» EXERCISE GOAL
Rewrite every one of the rows below, changing each "beige wall" to "tan wall" and leaving everything else unchanged.
— BEGIN RECORDS PROVIDED —
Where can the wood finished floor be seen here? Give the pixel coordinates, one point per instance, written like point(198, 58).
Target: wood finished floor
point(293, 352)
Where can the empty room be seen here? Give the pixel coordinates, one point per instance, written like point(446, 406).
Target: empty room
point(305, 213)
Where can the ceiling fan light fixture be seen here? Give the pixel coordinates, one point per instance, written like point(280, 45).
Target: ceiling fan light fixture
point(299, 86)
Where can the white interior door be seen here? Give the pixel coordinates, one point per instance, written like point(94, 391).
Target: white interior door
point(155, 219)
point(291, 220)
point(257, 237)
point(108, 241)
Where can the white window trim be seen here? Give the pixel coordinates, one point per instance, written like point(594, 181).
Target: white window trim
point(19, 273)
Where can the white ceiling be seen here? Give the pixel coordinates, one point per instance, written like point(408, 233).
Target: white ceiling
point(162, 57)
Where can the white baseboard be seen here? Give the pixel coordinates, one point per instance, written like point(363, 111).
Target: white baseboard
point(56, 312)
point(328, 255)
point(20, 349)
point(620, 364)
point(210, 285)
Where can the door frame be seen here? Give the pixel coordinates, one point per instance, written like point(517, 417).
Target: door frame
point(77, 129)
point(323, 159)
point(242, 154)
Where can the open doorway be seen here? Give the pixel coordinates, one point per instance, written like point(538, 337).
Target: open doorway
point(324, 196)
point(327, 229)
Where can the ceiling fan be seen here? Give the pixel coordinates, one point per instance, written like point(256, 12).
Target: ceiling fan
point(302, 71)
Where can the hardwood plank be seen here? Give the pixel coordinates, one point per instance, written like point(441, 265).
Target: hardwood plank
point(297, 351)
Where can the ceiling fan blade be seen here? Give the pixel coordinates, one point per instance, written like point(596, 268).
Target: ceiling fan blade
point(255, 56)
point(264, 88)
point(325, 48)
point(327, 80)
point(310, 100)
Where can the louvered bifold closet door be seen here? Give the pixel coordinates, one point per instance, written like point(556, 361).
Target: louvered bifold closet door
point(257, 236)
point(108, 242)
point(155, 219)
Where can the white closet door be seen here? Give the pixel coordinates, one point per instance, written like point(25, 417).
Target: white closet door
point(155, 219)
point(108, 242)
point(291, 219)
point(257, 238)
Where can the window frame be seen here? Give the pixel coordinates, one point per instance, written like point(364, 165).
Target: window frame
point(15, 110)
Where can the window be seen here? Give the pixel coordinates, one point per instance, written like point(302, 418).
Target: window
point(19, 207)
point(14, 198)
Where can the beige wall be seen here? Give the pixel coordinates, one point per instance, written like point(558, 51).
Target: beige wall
— END RECORDS PROVIDED —
» FINAL ANSWER
Where can the wood finished floor be seen here? Give the pixel coordinates, one point per instance, written like point(198, 58).
Target: wood finished floor
point(293, 352)
Where can the empty room be seen here? Give the pixel coordinates, one point per instance, written like point(446, 406).
Target: empty room
point(305, 213)
Where can the ceiling fan light fixture be seen here? Give the pixel coordinates, one point per instance, written like point(280, 45).
Target: ceiling fan light fixture
point(299, 86)
Where can the white interior door be seen here? Give the pixel coordinates, one point per instance, written like point(94, 391).
Target: white interior door
point(155, 219)
point(291, 220)
point(257, 237)
point(108, 241)
Where can the white window trim be seen here? Give the pixel coordinates, one point per instance, written like point(594, 181).
Target: white window trim
point(19, 273)
Where can the white ceiling be seen here? Give the pixel coordinates, one point per instance, written like point(408, 233).
Target: white ceiling
point(162, 57)
Where can the white baseboard be seen here? Give the pixel coordinates, one point per instance, written like point(363, 111).
Target: white baseboard
point(56, 312)
point(328, 255)
point(20, 349)
point(620, 364)
point(210, 285)
Where can the door frame be seen here? Give the pixel coordinates, one point per instance, written like point(517, 417).
Target: door frame
point(77, 129)
point(323, 159)
point(242, 154)
Where can the open doorway be seen here? Give the pixel coordinates, one point per instance, written like point(538, 337).
Target: open doorway
point(324, 196)
point(327, 229)
Where can the ceiling fan be seen here? Give the pixel coordinates, one point per instance, written like point(256, 12).
Target: ceiling fan
point(302, 71)
Where can the hardwood plank be seen here? Give the pixel coordinates, one point per instance, written like point(441, 265).
Target: hardwood plank
point(297, 351)
Where can the ceiling fan blade be seen here? Give the pixel coordinates, one point per instance, written like point(596, 268).
Target: ceiling fan blade
point(255, 56)
point(264, 88)
point(325, 48)
point(327, 80)
point(310, 100)
Where can the louvered bifold closet door be seen here? Give the pixel coordinates, one point per instance, written like point(556, 361).
Target: louvered bifold closet door
point(257, 236)
point(108, 242)
point(155, 219)
Where can the white closet door be seen here? Give the pixel coordinates, one point per instance, written like point(25, 417).
Target: white closet door
point(155, 219)
point(108, 242)
point(291, 219)
point(257, 238)
Where can the window frame be seen here? Give the pixel coordinates, one point per instance, written like point(364, 165).
Target: window frame
point(15, 110)
Where can the window be seen here? Give the pixel coordinates, one point per instance, written like point(302, 418).
Target: window
point(19, 207)
point(14, 198)
Where can the tan wall be seen here? Give the pixel coordinates, one point per instance, written like point(558, 51).
Target: tan wall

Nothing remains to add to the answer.